EXERCISE MATERIALS >>
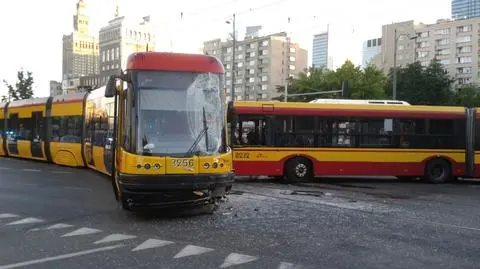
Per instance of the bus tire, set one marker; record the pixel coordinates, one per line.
(438, 171)
(298, 169)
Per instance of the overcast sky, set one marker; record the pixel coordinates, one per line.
(32, 30)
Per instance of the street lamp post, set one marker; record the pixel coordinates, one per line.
(234, 44)
(395, 44)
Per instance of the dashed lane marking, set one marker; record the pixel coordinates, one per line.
(192, 250)
(114, 238)
(152, 243)
(60, 257)
(54, 227)
(61, 172)
(25, 221)
(31, 170)
(287, 265)
(235, 259)
(8, 215)
(82, 231)
(77, 188)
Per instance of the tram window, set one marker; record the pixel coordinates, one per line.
(66, 129)
(2, 122)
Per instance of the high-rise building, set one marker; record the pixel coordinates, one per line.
(120, 38)
(261, 64)
(55, 88)
(371, 48)
(453, 43)
(465, 9)
(80, 49)
(320, 50)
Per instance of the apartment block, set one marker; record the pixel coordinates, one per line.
(465, 9)
(455, 43)
(261, 64)
(371, 48)
(320, 50)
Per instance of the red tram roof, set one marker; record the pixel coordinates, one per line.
(166, 61)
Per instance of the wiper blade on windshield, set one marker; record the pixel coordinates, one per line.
(199, 136)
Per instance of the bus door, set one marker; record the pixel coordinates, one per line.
(36, 137)
(12, 133)
(471, 117)
(108, 152)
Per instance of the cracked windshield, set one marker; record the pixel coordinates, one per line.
(270, 134)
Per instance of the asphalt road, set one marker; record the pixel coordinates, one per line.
(56, 217)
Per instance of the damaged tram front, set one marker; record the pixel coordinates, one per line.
(170, 137)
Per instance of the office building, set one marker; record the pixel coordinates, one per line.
(320, 50)
(261, 64)
(455, 43)
(371, 48)
(120, 38)
(55, 88)
(465, 9)
(80, 49)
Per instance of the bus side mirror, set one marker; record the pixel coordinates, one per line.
(110, 89)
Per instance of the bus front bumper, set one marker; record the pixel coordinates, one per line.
(163, 191)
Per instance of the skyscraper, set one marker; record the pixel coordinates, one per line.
(320, 50)
(465, 9)
(371, 48)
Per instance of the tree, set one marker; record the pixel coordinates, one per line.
(420, 85)
(467, 96)
(369, 83)
(23, 87)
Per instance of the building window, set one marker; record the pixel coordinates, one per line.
(467, 59)
(467, 38)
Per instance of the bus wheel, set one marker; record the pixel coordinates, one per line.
(438, 171)
(298, 169)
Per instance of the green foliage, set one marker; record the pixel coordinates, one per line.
(23, 87)
(368, 83)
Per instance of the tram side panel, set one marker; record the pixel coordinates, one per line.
(65, 130)
(26, 129)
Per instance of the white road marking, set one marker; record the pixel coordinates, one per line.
(54, 226)
(77, 188)
(114, 237)
(287, 265)
(82, 231)
(28, 184)
(191, 250)
(61, 172)
(60, 257)
(7, 216)
(152, 243)
(25, 221)
(235, 258)
(31, 170)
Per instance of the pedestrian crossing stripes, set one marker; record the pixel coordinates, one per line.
(104, 241)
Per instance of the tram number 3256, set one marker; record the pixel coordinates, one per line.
(182, 163)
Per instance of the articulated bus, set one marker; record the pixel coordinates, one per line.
(159, 134)
(298, 141)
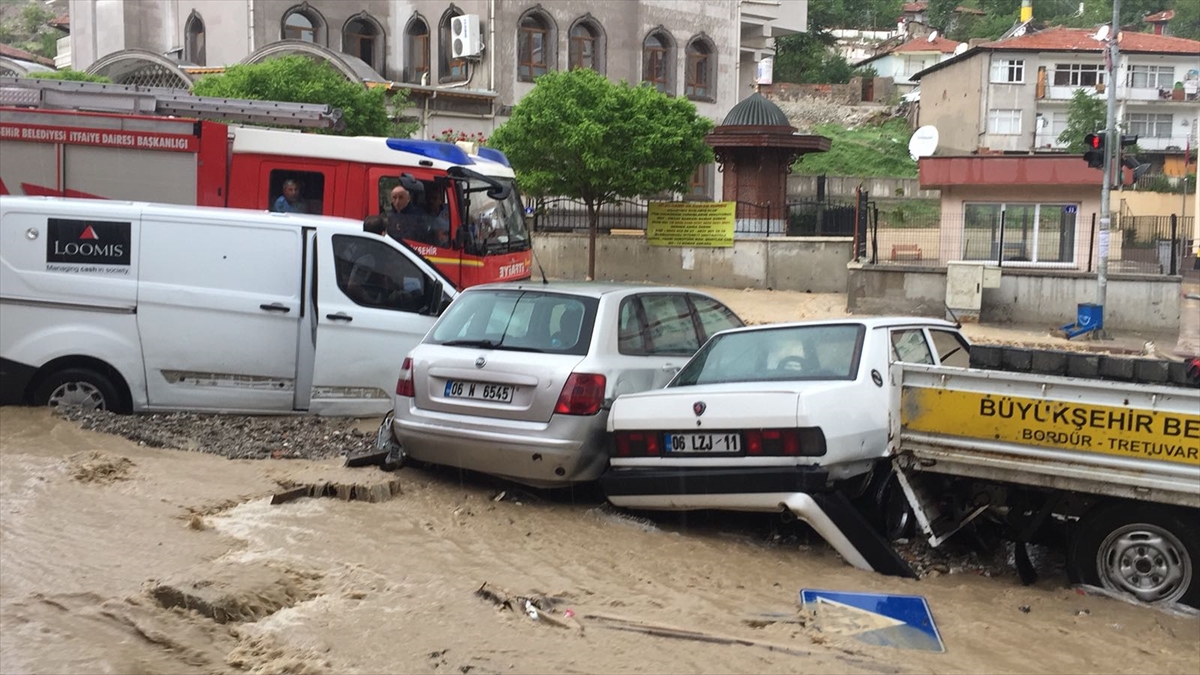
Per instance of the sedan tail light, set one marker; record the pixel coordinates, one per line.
(637, 443)
(785, 442)
(582, 394)
(405, 384)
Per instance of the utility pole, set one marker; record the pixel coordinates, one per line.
(1113, 145)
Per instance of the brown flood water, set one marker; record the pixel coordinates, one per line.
(91, 526)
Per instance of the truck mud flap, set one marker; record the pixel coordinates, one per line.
(871, 547)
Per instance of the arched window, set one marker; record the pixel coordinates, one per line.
(586, 48)
(364, 37)
(450, 69)
(304, 23)
(537, 47)
(193, 40)
(417, 35)
(658, 60)
(701, 70)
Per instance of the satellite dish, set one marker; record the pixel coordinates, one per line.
(923, 142)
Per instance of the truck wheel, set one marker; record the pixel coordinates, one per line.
(1146, 551)
(78, 387)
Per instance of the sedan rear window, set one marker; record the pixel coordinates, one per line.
(523, 321)
(766, 354)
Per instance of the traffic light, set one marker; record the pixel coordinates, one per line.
(1093, 153)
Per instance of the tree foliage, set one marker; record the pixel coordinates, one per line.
(579, 135)
(306, 81)
(1086, 113)
(72, 75)
(29, 29)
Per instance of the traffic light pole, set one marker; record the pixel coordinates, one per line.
(1111, 147)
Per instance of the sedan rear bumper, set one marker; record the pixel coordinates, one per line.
(677, 482)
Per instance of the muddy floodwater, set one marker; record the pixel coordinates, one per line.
(117, 557)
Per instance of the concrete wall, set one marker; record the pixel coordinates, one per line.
(843, 186)
(816, 266)
(1025, 297)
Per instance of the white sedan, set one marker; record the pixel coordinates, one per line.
(774, 417)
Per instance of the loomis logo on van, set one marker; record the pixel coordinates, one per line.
(88, 242)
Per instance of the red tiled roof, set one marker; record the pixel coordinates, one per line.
(940, 45)
(13, 53)
(1080, 40)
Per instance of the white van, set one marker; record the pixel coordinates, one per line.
(135, 306)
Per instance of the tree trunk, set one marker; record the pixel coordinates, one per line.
(593, 226)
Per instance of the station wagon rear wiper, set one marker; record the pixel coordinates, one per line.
(484, 344)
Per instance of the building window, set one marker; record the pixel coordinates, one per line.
(193, 45)
(1008, 71)
(535, 47)
(1150, 125)
(451, 69)
(1151, 77)
(658, 60)
(305, 24)
(1037, 233)
(417, 36)
(586, 46)
(1005, 121)
(364, 37)
(1078, 75)
(701, 59)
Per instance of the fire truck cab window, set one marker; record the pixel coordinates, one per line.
(297, 191)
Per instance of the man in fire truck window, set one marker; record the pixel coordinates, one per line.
(289, 202)
(406, 220)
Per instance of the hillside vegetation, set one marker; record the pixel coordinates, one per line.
(868, 151)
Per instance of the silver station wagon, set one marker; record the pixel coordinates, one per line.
(516, 380)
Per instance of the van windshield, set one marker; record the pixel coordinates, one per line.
(515, 320)
(497, 226)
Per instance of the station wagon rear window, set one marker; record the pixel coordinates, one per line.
(525, 321)
(798, 352)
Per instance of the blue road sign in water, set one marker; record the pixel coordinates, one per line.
(875, 619)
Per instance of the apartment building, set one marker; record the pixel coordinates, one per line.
(1012, 95)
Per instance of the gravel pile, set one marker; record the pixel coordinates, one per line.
(233, 436)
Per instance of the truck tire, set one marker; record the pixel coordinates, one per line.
(1143, 550)
(79, 387)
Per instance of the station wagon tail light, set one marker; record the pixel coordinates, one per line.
(405, 384)
(582, 394)
(637, 443)
(785, 442)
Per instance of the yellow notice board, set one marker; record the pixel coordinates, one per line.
(690, 223)
(1128, 432)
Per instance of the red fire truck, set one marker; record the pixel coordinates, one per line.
(54, 143)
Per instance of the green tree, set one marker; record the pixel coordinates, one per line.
(30, 30)
(306, 81)
(1085, 114)
(579, 135)
(72, 75)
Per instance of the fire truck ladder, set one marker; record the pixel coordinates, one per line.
(61, 94)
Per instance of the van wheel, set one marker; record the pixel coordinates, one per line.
(1141, 550)
(78, 388)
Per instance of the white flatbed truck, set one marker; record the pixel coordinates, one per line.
(1115, 464)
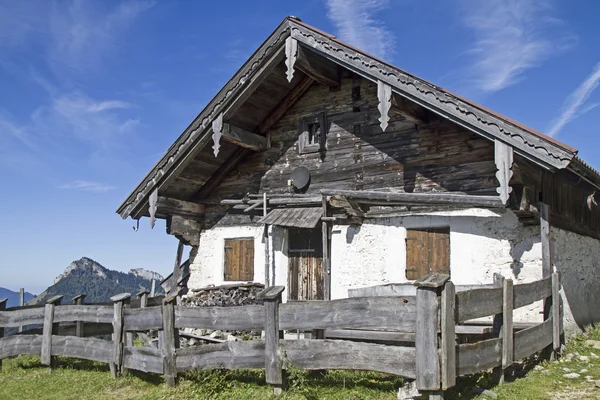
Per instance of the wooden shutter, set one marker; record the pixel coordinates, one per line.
(239, 259)
(427, 251)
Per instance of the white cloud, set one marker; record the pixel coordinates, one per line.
(575, 105)
(511, 36)
(356, 24)
(88, 186)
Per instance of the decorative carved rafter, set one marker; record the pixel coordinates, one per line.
(217, 133)
(384, 94)
(504, 162)
(291, 54)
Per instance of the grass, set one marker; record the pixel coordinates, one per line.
(24, 377)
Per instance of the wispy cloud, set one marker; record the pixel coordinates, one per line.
(575, 105)
(88, 186)
(511, 36)
(356, 24)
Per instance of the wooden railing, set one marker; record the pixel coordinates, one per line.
(430, 318)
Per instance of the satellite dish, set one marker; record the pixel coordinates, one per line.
(300, 177)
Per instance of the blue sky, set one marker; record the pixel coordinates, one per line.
(93, 93)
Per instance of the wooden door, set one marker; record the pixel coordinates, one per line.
(239, 259)
(427, 251)
(305, 275)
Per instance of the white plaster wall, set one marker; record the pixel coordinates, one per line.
(482, 242)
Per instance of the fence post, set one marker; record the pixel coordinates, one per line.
(426, 344)
(2, 307)
(117, 363)
(168, 343)
(79, 300)
(21, 303)
(49, 329)
(556, 312)
(273, 360)
(448, 328)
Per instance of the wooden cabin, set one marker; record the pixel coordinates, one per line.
(324, 169)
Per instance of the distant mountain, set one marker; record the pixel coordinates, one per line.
(99, 283)
(13, 297)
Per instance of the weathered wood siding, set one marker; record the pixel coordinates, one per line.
(433, 156)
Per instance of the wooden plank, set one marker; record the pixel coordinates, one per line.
(22, 317)
(480, 356)
(426, 344)
(530, 341)
(478, 303)
(441, 198)
(448, 329)
(145, 359)
(85, 348)
(229, 355)
(386, 313)
(142, 319)
(527, 293)
(556, 317)
(46, 350)
(84, 313)
(273, 356)
(15, 345)
(168, 345)
(375, 336)
(507, 324)
(249, 317)
(340, 354)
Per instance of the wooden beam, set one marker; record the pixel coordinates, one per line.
(168, 206)
(284, 105)
(318, 68)
(221, 173)
(243, 138)
(186, 230)
(409, 110)
(439, 198)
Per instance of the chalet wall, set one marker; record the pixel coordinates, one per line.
(483, 242)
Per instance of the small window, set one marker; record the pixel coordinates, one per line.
(427, 252)
(312, 134)
(239, 259)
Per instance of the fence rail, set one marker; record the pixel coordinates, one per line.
(422, 327)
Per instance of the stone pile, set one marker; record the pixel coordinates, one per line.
(231, 295)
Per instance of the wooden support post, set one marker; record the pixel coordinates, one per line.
(508, 301)
(79, 300)
(448, 328)
(426, 343)
(547, 269)
(50, 328)
(21, 303)
(2, 307)
(556, 313)
(168, 344)
(117, 336)
(273, 359)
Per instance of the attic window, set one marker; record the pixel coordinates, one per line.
(312, 134)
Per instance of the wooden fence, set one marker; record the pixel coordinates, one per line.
(430, 317)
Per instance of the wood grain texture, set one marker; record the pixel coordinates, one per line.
(145, 359)
(84, 348)
(479, 356)
(224, 318)
(426, 344)
(531, 340)
(12, 346)
(385, 313)
(527, 293)
(229, 355)
(340, 354)
(478, 303)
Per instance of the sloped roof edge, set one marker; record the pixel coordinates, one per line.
(541, 149)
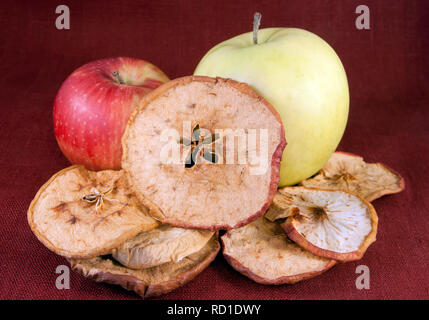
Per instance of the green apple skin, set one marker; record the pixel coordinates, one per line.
(303, 78)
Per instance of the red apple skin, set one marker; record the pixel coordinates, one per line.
(92, 108)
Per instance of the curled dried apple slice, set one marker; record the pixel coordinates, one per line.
(82, 214)
(349, 172)
(204, 153)
(149, 282)
(161, 245)
(261, 251)
(329, 223)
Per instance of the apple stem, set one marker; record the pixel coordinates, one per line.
(256, 23)
(118, 78)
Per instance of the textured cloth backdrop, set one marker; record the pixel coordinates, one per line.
(387, 68)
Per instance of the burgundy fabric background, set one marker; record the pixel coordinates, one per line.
(387, 68)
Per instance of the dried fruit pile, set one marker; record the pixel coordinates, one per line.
(153, 226)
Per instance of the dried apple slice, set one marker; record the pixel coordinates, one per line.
(262, 252)
(161, 245)
(214, 184)
(329, 223)
(153, 281)
(82, 214)
(349, 172)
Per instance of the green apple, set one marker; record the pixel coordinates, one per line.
(303, 78)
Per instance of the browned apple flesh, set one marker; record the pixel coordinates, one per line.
(262, 252)
(161, 245)
(349, 172)
(82, 214)
(211, 193)
(153, 281)
(329, 223)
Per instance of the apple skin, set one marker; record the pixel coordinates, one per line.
(92, 108)
(303, 78)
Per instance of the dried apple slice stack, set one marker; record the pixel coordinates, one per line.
(96, 222)
(307, 230)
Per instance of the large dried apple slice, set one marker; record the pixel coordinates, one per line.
(82, 214)
(161, 245)
(262, 252)
(329, 223)
(213, 184)
(153, 281)
(349, 172)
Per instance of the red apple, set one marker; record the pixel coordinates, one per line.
(94, 104)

EXERCISE OBJECTIVE >>
Print again the material above, limited to the lines from the one holding "Per instance of the red apple skin, set" through the last, inclusive.

TASK RESULT >>
Per instance of the red apple skin, set one marker; record the pixel coordinates, one per line.
(92, 108)
Per instance of the curled dried apple slice, set one marker; record the pixel coordinates, one per line.
(82, 214)
(349, 172)
(204, 153)
(149, 282)
(161, 245)
(261, 251)
(329, 223)
Per instance of the apple stem, set one marker; record the pixel coordinates, one per line.
(256, 23)
(118, 78)
Per instance of the textured cloth backdrop, set one marker; record the pixel coordinates, one per line.
(387, 68)
Per instance of the burgundy fabric background, set one marker; record the pixel coordinates, one per line.
(387, 68)
Per instance of the dried fruit pile, set one marker; record the pixel coordinates, one per line.
(153, 226)
Per instance of the dried apple slice, set one marker; record the pixel coordinates, one per line.
(262, 252)
(161, 245)
(214, 184)
(329, 223)
(153, 281)
(82, 214)
(349, 172)
Per instance of the green apple, set one marker; record the pixel coordinates, one per line.
(303, 78)
Per instance of the browned apple flesh, set one marker; record the pixel coordinates, one per line.
(262, 252)
(161, 245)
(349, 172)
(82, 214)
(211, 193)
(153, 281)
(329, 223)
Per instance of the apple skin, set one marker; record the pixel coordinates, one per line.
(92, 108)
(303, 78)
Per instance of the dried apple slice stack, set one marker; record the pixel coordinates, one per line.
(96, 222)
(307, 230)
Per instance of the large dried apple slice, set one marker; record the pixel coordinates, one per line.
(82, 214)
(161, 245)
(262, 252)
(329, 223)
(213, 184)
(153, 281)
(349, 172)
Per instance of the red apple, set one marker; record the pixel coordinates, one per line.
(94, 104)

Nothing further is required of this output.